● **TEXT TO READ**
** Begin **

Illustration by A checklist manifesto to build data science teams

AI, ML and data science have changed the game for companies across domains. Now, organisations are committing huge resources to build the perfect data science team. Building a team, let alone in data science, is a daunting task. 

A data science team does not have a flat composition. There are a lot of designations, roles, and responsibilities that fall under the purview of this team. While structuring a data science team may depend on the organisation’s final goals, some parameters remain the same– like the need for innovation and scalability.

Building highly efficient and scalable data science teams 

An AI-based organisation uses artificial intelligence to achieve its end goal. However, the alignment is often lost while setting up data science teams, and the focus is on capability development. Even some Fortune 500 companies struggle with data science. The problem becomes even more challenging for service providers, mainly due to their complex and dynamic portfolio.

Hence it is important to start with a clear vision and mission. Data science teams should not be set up as a cost centre. Sooner or later, the team would struggle to prove its RoI. The best place to start is to make a pipeline of priority problems the business wants to solve: identify the problem; evaluate the feasibility of a data science-driven solution; define success criteria; and monitor RoI.

It is important to ensure organisational alignment and team integration with the strategic initiatives. In the absence of such aspects, the data science team may end up just as another shared services team. Finally, the team must maintain a balance between innovation and experimentation vs scalability and delivery.

Credit: Author

Team composition

People tend to incorrectly assume that a data science CoE would consist only of data scientists. A data science team can be thought of in terms of a cricket team. The team’s success depends on batsmen, bowlers, a captain, a coach, and performance analysts. All must work in tandem to ensure success. 

Data science has a lot of niche roles. For example, a machine learning engineer may struggle to play an end-to-end technical solution architect; however, the solution architect may have the skill but may struggle with decoding a business problem and associated complications.

The solution here is to draft a team structure based on these roles. The recruits must be able to identify opportunities, pitch, design the solution, execute algorithms, build scalable solutions with end-user modules, fix bugs, improve accuracy, maintain, and translate data science outputs to insights and actions, etc.

Each task requires a different set of skills. The team must aim at achieving scalability capitalising on these skill cohorts, subject to effort and bandwidth requirements for priority initiatives. 

Providing the right ammunition

The next step is to identify the platforms needed to carry out the responsibilities a particular role entails. For example, the cohort focusing on innovation may need the latest GPUs to run some advanced deep learning models. The models can be built on-premise from scratch or a cloud platform module could be leveraged.

** End **

● **INPUT DATA**
** Begin **

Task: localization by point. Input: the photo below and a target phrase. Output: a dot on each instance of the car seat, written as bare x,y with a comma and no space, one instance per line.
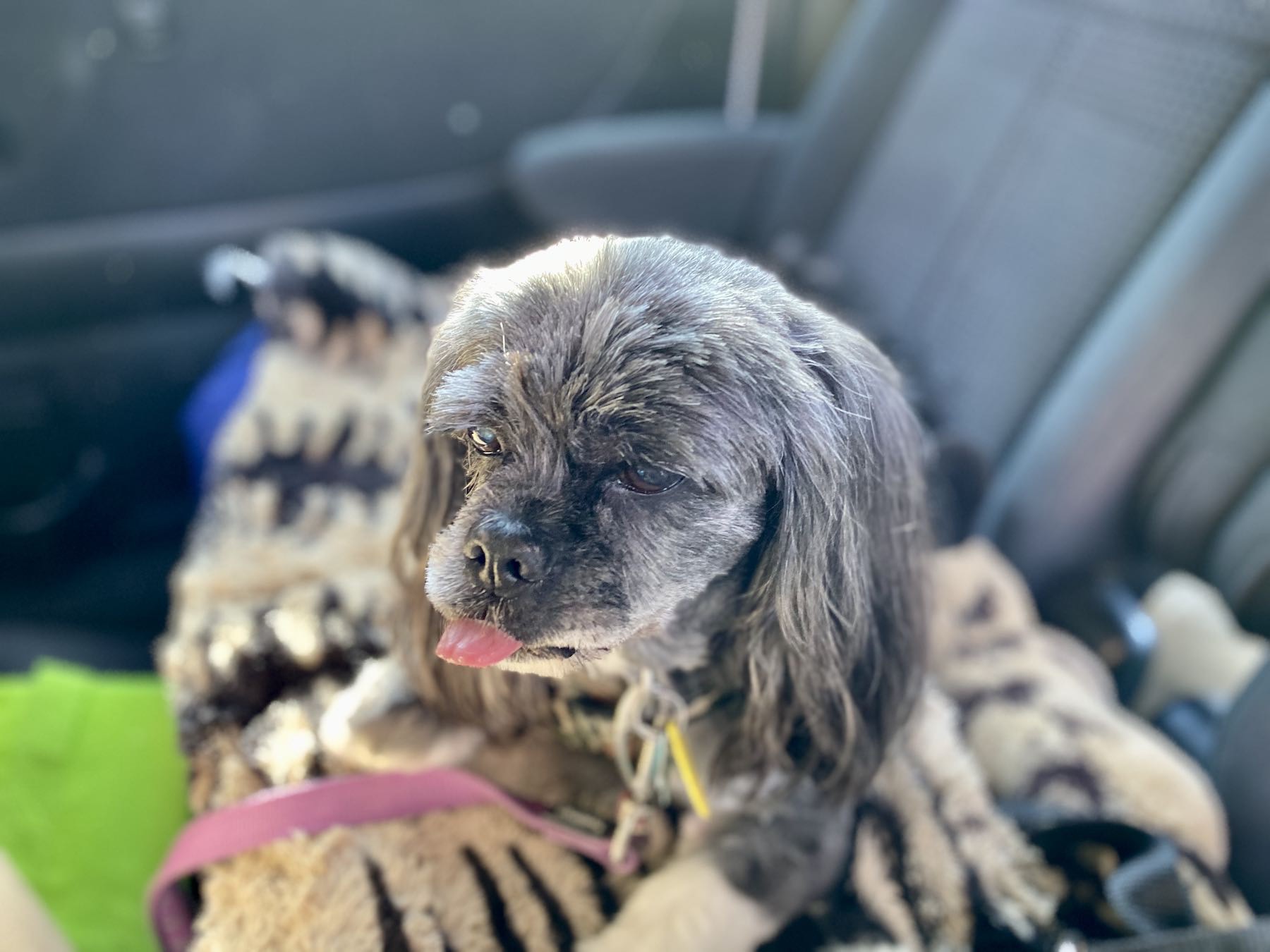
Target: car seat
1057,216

** End **
** Begin **

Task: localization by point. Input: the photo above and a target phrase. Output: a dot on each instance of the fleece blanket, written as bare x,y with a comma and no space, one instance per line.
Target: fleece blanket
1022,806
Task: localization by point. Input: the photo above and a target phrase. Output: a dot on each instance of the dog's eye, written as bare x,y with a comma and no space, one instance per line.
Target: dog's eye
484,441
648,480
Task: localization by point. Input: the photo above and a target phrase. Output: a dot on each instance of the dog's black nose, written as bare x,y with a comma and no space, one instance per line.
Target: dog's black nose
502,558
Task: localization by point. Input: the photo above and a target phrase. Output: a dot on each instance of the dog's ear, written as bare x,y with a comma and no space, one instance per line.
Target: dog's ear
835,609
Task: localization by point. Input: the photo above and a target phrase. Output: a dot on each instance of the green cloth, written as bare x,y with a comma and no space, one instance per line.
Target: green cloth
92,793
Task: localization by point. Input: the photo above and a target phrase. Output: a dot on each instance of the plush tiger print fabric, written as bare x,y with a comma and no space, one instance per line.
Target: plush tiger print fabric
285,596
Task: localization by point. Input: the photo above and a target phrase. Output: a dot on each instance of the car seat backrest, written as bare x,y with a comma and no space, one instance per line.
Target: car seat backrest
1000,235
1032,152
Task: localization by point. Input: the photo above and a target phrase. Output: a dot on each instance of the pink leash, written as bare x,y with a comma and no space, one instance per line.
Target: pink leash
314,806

** End **
** Begin **

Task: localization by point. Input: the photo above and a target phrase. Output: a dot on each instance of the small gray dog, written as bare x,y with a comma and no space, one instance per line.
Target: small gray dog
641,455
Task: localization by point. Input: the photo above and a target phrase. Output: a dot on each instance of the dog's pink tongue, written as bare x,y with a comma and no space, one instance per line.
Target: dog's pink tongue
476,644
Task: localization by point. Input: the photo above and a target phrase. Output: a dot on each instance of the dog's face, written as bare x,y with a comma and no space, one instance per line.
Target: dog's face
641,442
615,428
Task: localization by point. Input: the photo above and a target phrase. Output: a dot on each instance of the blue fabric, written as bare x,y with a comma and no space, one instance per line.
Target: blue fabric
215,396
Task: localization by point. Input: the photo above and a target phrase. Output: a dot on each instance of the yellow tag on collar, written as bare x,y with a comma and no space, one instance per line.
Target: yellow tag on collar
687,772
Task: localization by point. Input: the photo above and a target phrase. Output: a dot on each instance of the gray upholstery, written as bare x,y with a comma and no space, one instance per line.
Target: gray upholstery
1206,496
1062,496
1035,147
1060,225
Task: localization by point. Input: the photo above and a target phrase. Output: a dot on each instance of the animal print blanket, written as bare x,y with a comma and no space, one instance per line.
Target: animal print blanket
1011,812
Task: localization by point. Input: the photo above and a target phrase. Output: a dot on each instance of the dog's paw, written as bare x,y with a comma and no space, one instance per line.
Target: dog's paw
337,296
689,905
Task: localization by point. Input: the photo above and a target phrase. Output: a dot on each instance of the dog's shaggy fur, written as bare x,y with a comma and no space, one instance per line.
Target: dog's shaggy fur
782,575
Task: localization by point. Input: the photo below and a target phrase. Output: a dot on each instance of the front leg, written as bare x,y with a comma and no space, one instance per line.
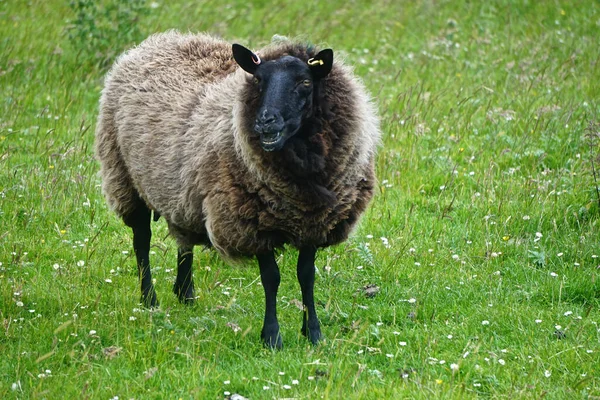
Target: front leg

** End **

● **EXERCISE SET**
[1] In the article on data science teams, what kind of sports team is a data science team compared to?
[2] Please collect every line of the records that contains the string "face", matching case exactly.
The records have nothing to do with the article on data science teams.

● **LIST OF SOLUTIONS**
[1] A cricket team.

[2]
Task: localization by point. Input: the photo above and a target phrase. Output: a dot on each instance of the dog's face, written as bare x,y with a comma and no space, one instance per line.
Target: dog's face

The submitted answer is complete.